- **STATED EXERCISE 1**
In the patent passage on multi-agent query handling, what does method 600 include at block B602?
- **STATED EXERCISE 2**
Continue the patent passage on multi-agent query handling, starting after its last sentence.

- **PAGE**
Referring now to FIG. 5C, the computing device 102 may send the query 502 to the primary agent 104. In the example shown in FIG. 5C, the primary agent 104 may generate one or more first instructions 510 (e.g., using one or more first language models) and send the first instruction(s) 510A to the specialized agent(s) 106. In some examples, the primary agent 104 may send the first instruction(s) 510A to each one of the specialized agent(s) 106 and/or to a subset of the specialized agent(s) 106. The specialized agent(s) 106 may process the first instruction(s) 510A (e.g., using one or more second language models) and generate one or more first responses 512A. The primary agent 104 may analyze 514 the first response(s) 512A to determine whether it has sufficient information to respond to the query 502. In some examples, the primary agent 104 may, based on the analysis of the first response(s) 512A with respect to the query 502, the primary agent 104 may generate and send one or more second instruction(s) 510B to the specialized agent(s) 106. In some examples, the primary agent 104 may send the second instruction(s) 510B to each one of the specialized agent(s) 106 and/or to a subset of the specialized agent(s) 106. The specialized agent(s) 106 may process the second instruction(s) 510B (e.g., using one or more second language models) and generate one or more second responses 512B. The primary agent 104 may analyze 514 the second response(s) 512B and/or the first response(s) 512A to determine whether it has sufficient information to respond to the query 502. For instance, the primary agent 104 may process the query 502, the first and second instruction(s) 510A and 510B, and/or the first and second response(s) 512A and 512B using the first language model(s) to generate a final response 516 to the query 502. In some examples, the final response 516 may include a multimodal response as described herein.

Now referring to FIGS. 6-10, each block of methods 600-1000, described herein, comprises a computing process that may be performed using any combination of hardware, firmware, and/or software. For instance, various functions may be carried out using one or more processors executing instructions stored in one or more memories. The methods may also be embodied as computer-usable instructions stored on computer storage media. The methods may be provided by a standalone application, a service or hosted service (standalone or in combination with another hosted service), as a microservice via an application programming interface (API) or a plug-in to another product, to name a few. In addition, methods 600-1000 are described, by way of example, with respect to the system of FIG. 1. However, these methods may additionally or alternatively be executed by any one system, or any combination of systems, including, but not limited to, those described herein.

FIG. 6 is a flow diagram illustrating an example of a method 600 that may be implemented by a multi-agent architecture to respond to a query, in accordance with some embodiments of the present disclosure. The method 600, at block B602, includes receiving, at a primary agent of a multi-agent system that includes a plurality of specialized agents, input data representing a request for information. For instance, the primary agent 104 may receive the input data 110 representing the request for the information.

The method 600, at block B604, includes generating, based at least on processing the input data using one or more language models, text data representing instructions for obtaining the information. For instance, the primary agent 104 may generate, based at least on processing the input data 110 using the language model(s), the text data representing the instruction(s) 112 for obtaining the information.

The method 600, at block B606, includes sending one or more first portions of the text data to one or more first specialized agents. For instance, the primary agent 104 may send the first portion(s) of the text data to the first specialized agent(s) of the specialized agents 106. The method 600, at block B608, includes receiving, from the first specialized agent(s), one or more first portions of the information. For instance, the primary agent 104 may receive, from the first specialized agent(s) of the specialized agents 106, the first portions of the information, which may be included in the response data 114.

- **RECORDED INFORMATION**
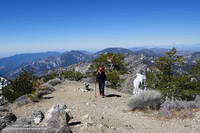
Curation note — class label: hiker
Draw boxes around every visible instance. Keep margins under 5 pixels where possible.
[96,66,106,97]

- **FINAL ANSWER 1**
Receiving, at a primary agent of a multi-agent system that includes a plurality of specialized agents, input data representing a request for information.

- **FINAL ANSWER 2**
The method 600, at block B610, includes sending one or more second portions of the text data and the first portion(s) of the information to one or more second specialized agents. For instance, the primary agent 104 may send the second portions of the text data and the first portion(s) of the information to the second specialized agent(s) of the specialized agents 106. The method 600, at block B612, includes receiving, from the second specialized agent(s), one or more second portions of the information. For instance, the primary agent 104 may receive the second portion(s) of the information, which may be included in the response data 114, from the second specialized agent(s) of the specialized agents 106.

The method 600, at block B614, includes generating, based at least on processing the input data, the first portion(s) of the information, and the second portion(s) of the information using the language model(s), output data representative of a response to the request that includes the information. For example, based at least on based at least on processing the input data 110, the instruction(s) 112, the first portion(s) of the information, and/or the second portion(s) of the information using the language model(s), the primary agent 104 may generate the output data 116 representative of the response to the request that includes the information.

The method 600, at block B616, includes sending, by the primary agent and to a computing device, the output data to cause the computing device to output the response. For instance, the primary agent 104 may send the output data 116 to the computing device 102, and the output data 116 may cause the computing device 102 to output the response to the request (e.g., via a user interface).

FIG. 7 is a flow diagram illustrating an example of a method 700 for responding to a query using an AI-based agentic architecture, in accordance with some embodiments of the present disclosure. The method 700, at block B702, includes obtaining, from a computing device, first text data representing a first query. For instance, the primary agent 104 may obtain, from the computing device 102, the input data 110 which includes first text data representing the first query.

The method 700, at block B704, includes generating, based at least on processing the first text data using one or more first language models, second text data representing one or more second queries. For instance, the primary agent 104 may generate the instruction(s) 112, which may include the second text data representing the second query(ies). In some instances, the primary agent 104 may generate the second text data using a first language model to process the first text data.

The method 700, at block B706, includes sending one or more portions of the second text data to one or more specialized agents of a multi-agent system, the specialized agent(s) including at least one or more second language models and one or more tools. For instance, the primary agent may send the portion(s) of the second text data to the specialized agent(s) of the specialized agents 106.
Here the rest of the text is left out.